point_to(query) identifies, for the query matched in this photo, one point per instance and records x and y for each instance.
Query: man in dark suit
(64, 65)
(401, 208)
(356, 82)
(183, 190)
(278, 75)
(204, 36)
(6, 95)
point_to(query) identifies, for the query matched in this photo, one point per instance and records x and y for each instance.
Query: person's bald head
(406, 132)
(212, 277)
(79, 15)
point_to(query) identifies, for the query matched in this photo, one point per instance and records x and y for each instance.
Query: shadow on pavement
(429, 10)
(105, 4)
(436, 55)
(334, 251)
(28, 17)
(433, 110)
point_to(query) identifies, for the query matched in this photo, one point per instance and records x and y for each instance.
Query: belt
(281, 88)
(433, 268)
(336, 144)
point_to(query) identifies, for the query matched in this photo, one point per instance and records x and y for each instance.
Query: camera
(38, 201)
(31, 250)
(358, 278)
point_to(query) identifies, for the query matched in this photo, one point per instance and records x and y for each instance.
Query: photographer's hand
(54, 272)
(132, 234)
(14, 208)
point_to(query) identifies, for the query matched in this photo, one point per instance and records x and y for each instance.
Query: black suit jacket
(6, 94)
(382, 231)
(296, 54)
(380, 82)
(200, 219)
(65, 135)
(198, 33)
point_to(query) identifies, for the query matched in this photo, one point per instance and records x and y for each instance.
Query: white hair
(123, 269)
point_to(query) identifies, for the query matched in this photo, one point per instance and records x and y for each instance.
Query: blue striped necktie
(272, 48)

==

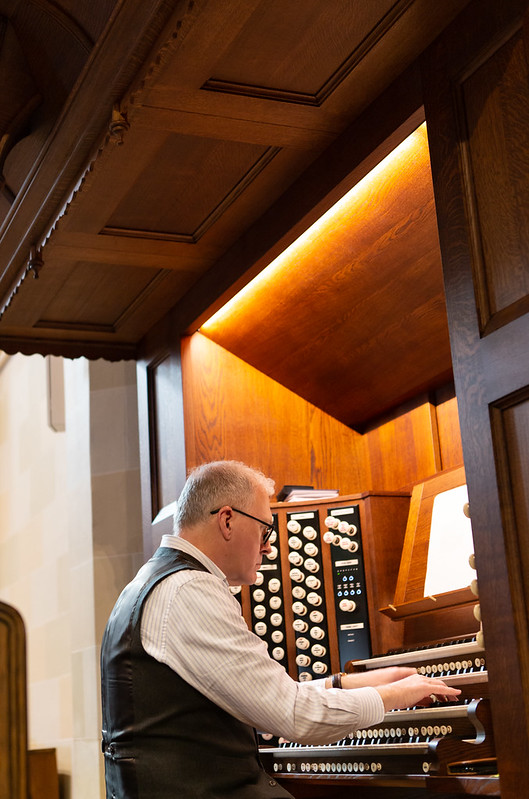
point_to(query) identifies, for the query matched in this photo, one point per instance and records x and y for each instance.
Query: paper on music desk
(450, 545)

TO DO: Locate every line of the data above that contains the word "suit" and copy each of those lines.

ANSWER TO THE EXERCISE:
Query: man in dark suit
Query: black suit jacket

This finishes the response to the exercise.